_AIM OF THE TASK_. From the line bearing "In which part of the image above can the green" down to the final line of the records below, give every line again exactly and add nothing.

** LISTED RECORDS follows **

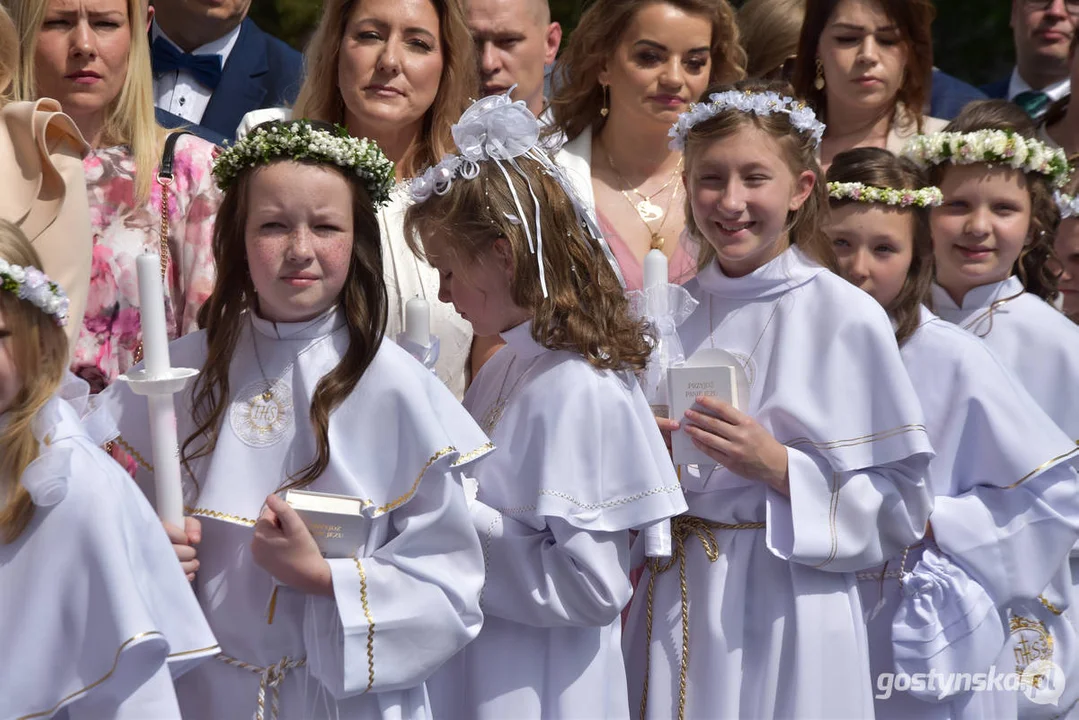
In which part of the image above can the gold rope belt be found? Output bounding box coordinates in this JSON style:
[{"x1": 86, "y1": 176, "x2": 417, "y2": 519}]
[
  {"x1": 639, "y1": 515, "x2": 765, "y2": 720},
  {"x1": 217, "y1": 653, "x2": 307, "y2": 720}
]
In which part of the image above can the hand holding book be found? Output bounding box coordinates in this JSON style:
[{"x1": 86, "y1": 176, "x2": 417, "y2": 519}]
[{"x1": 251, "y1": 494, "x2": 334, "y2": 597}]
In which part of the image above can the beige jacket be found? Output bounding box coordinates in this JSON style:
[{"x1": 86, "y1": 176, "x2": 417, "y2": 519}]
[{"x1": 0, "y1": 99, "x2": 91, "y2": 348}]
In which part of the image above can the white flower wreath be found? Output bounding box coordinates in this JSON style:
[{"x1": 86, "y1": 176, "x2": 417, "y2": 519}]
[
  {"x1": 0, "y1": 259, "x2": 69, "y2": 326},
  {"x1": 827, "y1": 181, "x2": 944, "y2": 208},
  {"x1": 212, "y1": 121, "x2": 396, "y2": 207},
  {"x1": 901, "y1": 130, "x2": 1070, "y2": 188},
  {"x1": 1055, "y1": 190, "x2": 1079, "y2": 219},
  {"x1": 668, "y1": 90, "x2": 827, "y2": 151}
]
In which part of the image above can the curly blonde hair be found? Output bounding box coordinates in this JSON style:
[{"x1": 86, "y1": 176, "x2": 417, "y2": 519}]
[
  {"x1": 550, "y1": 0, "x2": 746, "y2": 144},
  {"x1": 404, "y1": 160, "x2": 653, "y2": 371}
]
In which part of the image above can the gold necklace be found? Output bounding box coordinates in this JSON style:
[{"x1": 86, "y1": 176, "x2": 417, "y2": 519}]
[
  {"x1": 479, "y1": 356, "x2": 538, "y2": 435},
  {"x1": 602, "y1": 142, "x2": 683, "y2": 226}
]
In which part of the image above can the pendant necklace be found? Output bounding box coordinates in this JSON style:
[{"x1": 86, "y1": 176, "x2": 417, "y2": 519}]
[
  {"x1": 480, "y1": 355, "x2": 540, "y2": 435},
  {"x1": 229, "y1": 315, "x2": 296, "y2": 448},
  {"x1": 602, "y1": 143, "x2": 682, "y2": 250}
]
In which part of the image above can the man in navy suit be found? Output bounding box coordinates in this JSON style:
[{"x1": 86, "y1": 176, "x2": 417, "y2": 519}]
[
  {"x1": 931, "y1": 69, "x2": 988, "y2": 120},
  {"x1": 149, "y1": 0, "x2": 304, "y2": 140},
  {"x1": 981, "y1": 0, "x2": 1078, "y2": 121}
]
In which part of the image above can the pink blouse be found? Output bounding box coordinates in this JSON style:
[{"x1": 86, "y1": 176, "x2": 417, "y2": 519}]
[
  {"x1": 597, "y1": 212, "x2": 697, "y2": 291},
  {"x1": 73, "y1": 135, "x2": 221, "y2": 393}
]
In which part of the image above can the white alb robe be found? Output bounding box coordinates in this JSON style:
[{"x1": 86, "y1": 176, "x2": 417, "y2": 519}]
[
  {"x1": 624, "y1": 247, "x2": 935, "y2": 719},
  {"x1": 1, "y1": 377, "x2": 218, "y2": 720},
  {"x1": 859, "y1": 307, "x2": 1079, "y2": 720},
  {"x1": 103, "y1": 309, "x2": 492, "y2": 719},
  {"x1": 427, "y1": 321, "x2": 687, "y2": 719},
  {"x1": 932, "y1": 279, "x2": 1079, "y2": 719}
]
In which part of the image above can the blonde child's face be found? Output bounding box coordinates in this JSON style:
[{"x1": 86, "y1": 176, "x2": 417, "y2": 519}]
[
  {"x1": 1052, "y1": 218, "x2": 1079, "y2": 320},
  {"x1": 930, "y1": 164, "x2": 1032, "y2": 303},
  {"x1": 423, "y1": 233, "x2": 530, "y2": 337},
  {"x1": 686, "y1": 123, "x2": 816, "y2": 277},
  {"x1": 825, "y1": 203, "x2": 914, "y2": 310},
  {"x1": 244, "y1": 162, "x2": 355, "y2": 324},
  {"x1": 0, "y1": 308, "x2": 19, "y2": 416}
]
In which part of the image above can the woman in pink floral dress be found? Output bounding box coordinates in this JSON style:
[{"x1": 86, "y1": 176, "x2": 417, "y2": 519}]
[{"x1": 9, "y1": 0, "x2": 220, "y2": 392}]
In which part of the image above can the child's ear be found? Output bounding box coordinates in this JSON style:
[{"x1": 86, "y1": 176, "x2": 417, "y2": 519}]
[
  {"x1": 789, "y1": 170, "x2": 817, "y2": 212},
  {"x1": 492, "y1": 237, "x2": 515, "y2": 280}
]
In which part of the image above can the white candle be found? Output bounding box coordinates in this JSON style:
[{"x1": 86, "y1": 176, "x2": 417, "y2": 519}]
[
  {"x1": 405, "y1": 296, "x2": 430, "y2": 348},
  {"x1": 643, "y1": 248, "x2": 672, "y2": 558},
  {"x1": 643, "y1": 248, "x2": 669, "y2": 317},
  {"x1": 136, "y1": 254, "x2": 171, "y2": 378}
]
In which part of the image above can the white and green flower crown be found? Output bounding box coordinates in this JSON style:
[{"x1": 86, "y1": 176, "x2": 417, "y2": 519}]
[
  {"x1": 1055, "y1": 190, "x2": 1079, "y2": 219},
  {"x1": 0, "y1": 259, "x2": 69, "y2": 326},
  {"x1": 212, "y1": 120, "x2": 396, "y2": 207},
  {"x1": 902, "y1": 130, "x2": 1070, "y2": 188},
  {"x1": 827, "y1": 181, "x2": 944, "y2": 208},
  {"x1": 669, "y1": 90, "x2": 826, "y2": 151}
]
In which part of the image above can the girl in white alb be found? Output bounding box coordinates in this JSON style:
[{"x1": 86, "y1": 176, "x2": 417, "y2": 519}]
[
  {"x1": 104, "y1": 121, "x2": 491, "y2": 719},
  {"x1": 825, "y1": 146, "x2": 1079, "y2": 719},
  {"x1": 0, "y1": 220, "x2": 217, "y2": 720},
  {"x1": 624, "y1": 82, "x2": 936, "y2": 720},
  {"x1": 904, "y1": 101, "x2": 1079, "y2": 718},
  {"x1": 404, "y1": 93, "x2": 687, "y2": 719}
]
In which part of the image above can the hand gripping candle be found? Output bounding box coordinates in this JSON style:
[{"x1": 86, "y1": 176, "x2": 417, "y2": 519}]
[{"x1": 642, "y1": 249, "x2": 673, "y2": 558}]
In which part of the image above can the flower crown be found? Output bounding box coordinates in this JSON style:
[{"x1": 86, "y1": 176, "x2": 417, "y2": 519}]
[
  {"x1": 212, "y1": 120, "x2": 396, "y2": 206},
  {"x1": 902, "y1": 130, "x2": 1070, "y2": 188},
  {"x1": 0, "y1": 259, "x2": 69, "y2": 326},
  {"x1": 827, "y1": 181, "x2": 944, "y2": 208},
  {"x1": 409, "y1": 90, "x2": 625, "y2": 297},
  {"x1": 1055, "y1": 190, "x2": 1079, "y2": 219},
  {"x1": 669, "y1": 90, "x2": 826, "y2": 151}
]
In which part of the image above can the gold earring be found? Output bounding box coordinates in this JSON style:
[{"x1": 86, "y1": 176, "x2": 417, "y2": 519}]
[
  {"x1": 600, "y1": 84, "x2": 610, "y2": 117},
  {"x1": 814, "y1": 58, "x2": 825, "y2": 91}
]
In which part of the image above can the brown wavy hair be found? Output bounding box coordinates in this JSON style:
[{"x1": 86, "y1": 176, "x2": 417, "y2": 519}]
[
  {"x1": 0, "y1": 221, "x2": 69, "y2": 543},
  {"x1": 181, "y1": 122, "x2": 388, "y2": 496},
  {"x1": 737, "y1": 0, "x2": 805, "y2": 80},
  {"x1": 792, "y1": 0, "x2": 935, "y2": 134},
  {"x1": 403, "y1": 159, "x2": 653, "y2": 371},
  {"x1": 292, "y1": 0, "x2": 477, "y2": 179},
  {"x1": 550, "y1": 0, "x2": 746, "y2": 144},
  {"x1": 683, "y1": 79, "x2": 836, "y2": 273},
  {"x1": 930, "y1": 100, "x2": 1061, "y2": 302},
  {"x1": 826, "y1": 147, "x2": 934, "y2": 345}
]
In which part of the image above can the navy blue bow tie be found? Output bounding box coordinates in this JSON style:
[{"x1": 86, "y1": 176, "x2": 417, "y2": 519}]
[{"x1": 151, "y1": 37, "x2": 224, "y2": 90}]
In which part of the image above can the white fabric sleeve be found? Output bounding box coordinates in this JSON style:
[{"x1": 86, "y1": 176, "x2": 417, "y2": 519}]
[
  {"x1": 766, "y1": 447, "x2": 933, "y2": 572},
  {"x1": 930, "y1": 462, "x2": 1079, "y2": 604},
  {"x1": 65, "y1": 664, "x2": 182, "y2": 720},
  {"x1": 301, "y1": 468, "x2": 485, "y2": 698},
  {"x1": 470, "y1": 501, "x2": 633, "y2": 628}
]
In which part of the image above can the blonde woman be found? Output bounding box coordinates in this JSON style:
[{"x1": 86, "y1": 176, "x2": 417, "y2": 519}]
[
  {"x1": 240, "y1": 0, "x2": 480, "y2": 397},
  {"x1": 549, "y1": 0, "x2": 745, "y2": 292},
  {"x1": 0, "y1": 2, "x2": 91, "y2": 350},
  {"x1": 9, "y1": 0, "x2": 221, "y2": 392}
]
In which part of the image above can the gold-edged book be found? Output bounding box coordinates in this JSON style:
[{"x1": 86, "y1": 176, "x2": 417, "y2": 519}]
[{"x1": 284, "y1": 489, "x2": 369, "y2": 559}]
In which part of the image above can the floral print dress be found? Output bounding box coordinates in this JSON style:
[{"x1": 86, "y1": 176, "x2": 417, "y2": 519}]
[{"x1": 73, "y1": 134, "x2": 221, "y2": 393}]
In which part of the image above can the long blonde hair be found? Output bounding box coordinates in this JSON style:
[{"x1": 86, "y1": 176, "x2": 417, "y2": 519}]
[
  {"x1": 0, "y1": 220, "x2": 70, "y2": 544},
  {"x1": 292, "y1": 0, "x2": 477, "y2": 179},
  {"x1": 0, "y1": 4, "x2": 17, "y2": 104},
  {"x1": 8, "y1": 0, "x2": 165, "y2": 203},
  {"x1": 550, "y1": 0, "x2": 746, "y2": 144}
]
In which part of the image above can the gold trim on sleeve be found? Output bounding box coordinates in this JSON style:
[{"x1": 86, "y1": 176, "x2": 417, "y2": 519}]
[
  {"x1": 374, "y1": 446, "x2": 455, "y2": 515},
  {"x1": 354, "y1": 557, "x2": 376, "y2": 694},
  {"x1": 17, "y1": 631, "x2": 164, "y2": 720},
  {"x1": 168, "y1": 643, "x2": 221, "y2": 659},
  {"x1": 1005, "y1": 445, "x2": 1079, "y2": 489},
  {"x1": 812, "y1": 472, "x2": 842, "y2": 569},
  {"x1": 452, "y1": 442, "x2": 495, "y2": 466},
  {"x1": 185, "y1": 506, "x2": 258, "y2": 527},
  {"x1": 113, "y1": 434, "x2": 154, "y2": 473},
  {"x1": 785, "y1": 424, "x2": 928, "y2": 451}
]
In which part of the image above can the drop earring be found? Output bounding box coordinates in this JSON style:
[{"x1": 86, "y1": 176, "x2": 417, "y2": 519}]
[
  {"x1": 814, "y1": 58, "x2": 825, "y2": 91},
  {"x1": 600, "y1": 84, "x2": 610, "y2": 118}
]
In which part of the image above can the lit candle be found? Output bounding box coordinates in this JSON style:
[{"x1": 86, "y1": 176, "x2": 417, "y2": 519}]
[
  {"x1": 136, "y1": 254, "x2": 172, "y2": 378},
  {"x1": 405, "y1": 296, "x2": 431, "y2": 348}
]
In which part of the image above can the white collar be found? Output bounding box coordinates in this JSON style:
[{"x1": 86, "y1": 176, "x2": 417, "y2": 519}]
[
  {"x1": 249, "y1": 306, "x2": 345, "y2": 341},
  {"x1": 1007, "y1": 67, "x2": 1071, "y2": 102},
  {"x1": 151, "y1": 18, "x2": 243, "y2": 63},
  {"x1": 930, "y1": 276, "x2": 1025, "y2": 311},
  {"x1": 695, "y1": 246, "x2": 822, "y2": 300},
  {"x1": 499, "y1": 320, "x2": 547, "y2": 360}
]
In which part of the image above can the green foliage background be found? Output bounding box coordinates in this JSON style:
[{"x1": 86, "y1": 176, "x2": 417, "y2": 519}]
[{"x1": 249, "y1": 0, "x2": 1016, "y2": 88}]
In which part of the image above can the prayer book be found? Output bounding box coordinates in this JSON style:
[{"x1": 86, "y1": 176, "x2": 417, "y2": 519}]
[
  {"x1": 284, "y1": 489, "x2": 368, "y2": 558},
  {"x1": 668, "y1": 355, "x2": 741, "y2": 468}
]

** End of LISTED RECORDS **

_EXERCISE RESPONSE_.
In which part of the image above can the green foliage background be found? Output bounding box coordinates in this JSON style:
[{"x1": 86, "y1": 176, "x2": 417, "y2": 519}]
[{"x1": 249, "y1": 0, "x2": 1016, "y2": 88}]
In which part of the image above can the prayer book be found? Output bounding box coordinates in this JSON style:
[{"x1": 86, "y1": 176, "x2": 417, "y2": 519}]
[
  {"x1": 284, "y1": 489, "x2": 368, "y2": 558},
  {"x1": 668, "y1": 355, "x2": 741, "y2": 468}
]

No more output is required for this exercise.